Written exercise. Tally the lines in the entries below that contain the word "window". Reply with that number alone.
____
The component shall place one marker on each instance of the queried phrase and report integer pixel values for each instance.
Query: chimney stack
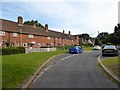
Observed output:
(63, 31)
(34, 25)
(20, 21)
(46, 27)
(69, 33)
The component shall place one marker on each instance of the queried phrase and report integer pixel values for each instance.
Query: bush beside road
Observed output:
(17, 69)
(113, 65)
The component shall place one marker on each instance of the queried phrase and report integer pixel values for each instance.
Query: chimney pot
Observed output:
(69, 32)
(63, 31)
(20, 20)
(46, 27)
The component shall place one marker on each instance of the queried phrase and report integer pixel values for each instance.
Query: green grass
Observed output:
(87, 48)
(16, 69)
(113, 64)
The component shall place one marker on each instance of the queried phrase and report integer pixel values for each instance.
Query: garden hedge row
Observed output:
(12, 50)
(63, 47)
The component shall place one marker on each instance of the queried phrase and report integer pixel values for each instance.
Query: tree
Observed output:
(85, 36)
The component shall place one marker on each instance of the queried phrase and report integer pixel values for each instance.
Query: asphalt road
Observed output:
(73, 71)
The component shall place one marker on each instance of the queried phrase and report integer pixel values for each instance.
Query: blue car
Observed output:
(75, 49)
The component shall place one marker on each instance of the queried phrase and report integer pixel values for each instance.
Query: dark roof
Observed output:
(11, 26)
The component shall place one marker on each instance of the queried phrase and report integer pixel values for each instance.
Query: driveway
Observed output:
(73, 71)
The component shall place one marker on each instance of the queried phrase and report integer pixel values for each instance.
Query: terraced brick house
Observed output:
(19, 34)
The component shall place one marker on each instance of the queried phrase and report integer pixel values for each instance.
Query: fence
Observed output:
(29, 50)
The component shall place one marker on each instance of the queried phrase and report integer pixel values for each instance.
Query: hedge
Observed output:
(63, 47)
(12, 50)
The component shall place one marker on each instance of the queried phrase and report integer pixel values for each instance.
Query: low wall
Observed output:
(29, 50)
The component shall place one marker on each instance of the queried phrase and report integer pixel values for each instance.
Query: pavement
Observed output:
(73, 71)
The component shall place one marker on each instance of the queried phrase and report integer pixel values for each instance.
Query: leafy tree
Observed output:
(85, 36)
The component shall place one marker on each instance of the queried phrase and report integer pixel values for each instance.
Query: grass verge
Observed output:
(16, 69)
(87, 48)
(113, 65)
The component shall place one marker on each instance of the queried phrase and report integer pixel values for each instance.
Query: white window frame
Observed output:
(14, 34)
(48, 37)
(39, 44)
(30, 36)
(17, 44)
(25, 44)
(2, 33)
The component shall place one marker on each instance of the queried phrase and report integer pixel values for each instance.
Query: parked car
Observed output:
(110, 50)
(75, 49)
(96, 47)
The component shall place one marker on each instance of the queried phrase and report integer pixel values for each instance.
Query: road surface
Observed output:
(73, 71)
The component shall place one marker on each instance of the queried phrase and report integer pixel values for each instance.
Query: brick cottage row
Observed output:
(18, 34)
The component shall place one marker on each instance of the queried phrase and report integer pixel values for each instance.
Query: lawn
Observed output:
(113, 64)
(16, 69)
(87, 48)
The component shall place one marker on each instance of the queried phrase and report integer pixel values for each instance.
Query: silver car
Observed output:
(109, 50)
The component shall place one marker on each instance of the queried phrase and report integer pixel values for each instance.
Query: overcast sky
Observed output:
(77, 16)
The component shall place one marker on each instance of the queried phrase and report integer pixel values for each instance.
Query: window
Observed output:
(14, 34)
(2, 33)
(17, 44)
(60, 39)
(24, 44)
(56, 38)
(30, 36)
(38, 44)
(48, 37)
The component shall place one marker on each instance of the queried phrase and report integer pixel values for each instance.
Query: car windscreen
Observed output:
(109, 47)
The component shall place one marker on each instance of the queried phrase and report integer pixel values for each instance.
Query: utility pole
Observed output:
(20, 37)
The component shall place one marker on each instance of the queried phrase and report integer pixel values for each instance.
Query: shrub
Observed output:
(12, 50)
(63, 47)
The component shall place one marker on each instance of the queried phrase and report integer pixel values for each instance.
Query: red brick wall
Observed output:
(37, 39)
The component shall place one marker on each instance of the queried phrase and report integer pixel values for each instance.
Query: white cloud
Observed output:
____
Exercise response. 2